'''
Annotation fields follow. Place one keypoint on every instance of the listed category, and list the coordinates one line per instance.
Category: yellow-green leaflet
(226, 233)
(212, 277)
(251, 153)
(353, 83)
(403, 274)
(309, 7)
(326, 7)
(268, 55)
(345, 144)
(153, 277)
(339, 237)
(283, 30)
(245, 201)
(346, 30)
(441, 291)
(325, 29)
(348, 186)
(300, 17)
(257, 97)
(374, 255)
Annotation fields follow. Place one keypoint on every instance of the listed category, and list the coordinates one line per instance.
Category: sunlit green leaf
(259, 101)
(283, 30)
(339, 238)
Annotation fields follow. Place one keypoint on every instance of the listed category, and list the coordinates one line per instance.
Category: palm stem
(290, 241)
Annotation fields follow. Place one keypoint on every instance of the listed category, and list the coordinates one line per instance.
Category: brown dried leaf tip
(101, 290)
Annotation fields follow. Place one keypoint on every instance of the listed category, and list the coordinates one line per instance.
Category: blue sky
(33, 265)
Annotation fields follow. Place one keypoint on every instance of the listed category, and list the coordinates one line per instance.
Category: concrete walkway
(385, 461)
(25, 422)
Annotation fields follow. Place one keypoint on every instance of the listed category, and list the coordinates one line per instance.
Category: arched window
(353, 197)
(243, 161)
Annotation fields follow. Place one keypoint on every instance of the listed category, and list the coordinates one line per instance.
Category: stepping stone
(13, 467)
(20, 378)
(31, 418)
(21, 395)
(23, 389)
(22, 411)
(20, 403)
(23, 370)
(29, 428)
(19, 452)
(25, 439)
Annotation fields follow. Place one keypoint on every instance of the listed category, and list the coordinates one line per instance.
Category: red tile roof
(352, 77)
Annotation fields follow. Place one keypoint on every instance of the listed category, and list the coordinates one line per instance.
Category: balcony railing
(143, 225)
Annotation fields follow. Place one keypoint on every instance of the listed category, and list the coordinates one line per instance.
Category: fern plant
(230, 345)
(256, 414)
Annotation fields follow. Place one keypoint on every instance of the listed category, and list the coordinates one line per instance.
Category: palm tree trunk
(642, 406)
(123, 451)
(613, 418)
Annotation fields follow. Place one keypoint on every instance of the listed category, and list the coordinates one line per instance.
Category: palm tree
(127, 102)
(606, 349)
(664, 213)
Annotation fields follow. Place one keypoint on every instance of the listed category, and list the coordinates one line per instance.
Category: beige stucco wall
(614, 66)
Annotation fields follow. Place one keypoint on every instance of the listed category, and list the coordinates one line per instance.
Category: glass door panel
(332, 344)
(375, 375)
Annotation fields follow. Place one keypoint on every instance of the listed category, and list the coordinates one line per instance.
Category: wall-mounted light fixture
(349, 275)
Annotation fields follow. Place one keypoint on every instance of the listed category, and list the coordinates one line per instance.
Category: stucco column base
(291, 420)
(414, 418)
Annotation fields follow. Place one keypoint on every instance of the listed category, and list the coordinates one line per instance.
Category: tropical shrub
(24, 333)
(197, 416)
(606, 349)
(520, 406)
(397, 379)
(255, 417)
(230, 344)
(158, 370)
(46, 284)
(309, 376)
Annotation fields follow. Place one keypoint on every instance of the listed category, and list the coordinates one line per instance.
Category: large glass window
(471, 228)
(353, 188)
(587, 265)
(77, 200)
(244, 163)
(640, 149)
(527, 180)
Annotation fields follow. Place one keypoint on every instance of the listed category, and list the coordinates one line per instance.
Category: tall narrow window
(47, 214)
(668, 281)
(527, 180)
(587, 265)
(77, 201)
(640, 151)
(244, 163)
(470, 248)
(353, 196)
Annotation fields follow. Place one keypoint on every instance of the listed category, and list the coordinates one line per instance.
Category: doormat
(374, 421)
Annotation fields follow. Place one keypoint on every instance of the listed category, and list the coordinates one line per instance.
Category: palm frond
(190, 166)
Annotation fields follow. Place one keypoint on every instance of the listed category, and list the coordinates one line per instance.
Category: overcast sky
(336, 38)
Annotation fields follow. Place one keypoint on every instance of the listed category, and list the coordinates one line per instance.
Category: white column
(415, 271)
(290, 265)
'''
• **Goal**:
Make an exact copy of the data above.

• **Exercise result**:
Annotation fields follow. Place one keypoint on every instance of the listed category, and list the coordinates one line per instance.
Category: yellow-green leaflet
(226, 233)
(212, 277)
(251, 153)
(353, 83)
(403, 274)
(309, 7)
(326, 7)
(268, 55)
(345, 144)
(153, 277)
(339, 237)
(283, 30)
(245, 201)
(346, 30)
(441, 291)
(325, 29)
(348, 186)
(300, 17)
(257, 97)
(374, 255)
Annotation fields follow. Place one keypoint on every instance of the listed category, and list the coordinates one line per instance.
Category: sunlit green leaf
(259, 101)
(283, 30)
(339, 238)
Annotation fields follow. Place one keypoint on every instance of the listed category, and list the coordinates one line per instance.
Category: palm stem
(290, 241)
Annotation fields follow. Place one keypoint on every instance of the listed category, and list the coordinates one line per instance.
Category: brown dried leaf tip
(101, 290)
Annotation fields follow. Place one keypoint on every instance of the listed category, and list the coordinates one line per instance.
Category: blue sky
(33, 265)
Annotation fields follow. Place one keypoint on every instance of the listed category, and list the coordinates one line per instance.
Category: concrete walkway
(385, 461)
(25, 422)
Annotation fields follow. Place one keypoint on every instance of the listed category, and list the coordinates one line per instance.
Category: arched window
(353, 197)
(243, 161)
Annotation fields follow. Place one keypoint on every instance of the listed category, and list the coordinates one line per instance.
Category: stepping stone
(13, 467)
(20, 378)
(31, 418)
(21, 395)
(23, 389)
(22, 411)
(20, 403)
(23, 370)
(29, 428)
(19, 452)
(25, 439)
Annotation fields follow. Place one keypoint on every instance of the listed category, and list the coordinates one line per instance.
Category: red tile roof
(352, 77)
Annotation fields follow. Place one keypoint on every instance of the listed category, and list the coordinates one line per instance.
Category: balcony railing
(143, 225)
Annotation fields follow. Place one keypoint on every instance of the listed category, and list the coordinates one line per instance.
Category: fern plant
(230, 345)
(256, 414)
Annotation fields follow. Place one keypoint on every instance of the listed category, and list the coordinates one line per instance.
Category: palm tree trunk
(642, 406)
(123, 451)
(613, 418)
Annotation fields follow. Place one keypoint on every instance of the listed category, and list the coordinates one line per instance.
Category: palm tree
(127, 102)
(606, 349)
(664, 213)
Annotation fields follow. Place one keypoint on every instance of the listed category, and list the coordinates one line per instance.
Category: beige stucco wall
(614, 66)
Annotation fields follow. Place one keypoint on every instance of the listed category, and list the coordinates one line per instance.
Category: glass door panel
(332, 344)
(375, 375)
Annotation fields follow. Place one keypoint on every instance of the listed category, and list the coordinates one line per instance.
Category: wall-mounted light fixture
(349, 275)
Annotation fields follow. Place one keypoint on every instance of the listed category, and list the coordinates one line per instance.
Category: stucco column base
(291, 420)
(414, 418)
Annotation fields follow. Place one keypoint on every instance of the listed category, and list the coordinates one line per instance.
Category: tropical shrub
(24, 333)
(197, 416)
(606, 349)
(520, 406)
(397, 379)
(255, 417)
(230, 344)
(158, 370)
(46, 284)
(309, 376)
Annotation fields follow. Place one keypoint on every instance of the listed category, and list the coordinates one line per instance.
Category: large glass window
(471, 228)
(353, 188)
(587, 265)
(77, 200)
(244, 163)
(640, 149)
(527, 180)
Annotation fields follow. Place one keypoint on every instance of the listed category, and list the coordinates one line per instance.
Category: tall narrow window
(47, 214)
(668, 281)
(527, 180)
(587, 265)
(77, 201)
(640, 151)
(244, 163)
(470, 248)
(353, 196)
Annotation fields follow. Place one keypoint on every instance of the listed category, and list the coordinates one line per instance.
Category: doormat
(374, 421)
Annotation fields follow. Place one keypoint on every instance of the listed category, and list the coordinates one line per instance.
Category: palm frond
(190, 166)
Annotation fields follow. Place one keypoint on every instance of the listed category, and list the coordinates one line per instance.
Category: overcast sky
(336, 38)
Annotation fields follow. Place one keypoint on every instance of the listed category, and list the coordinates one line per instance.
Category: white column
(415, 271)
(290, 265)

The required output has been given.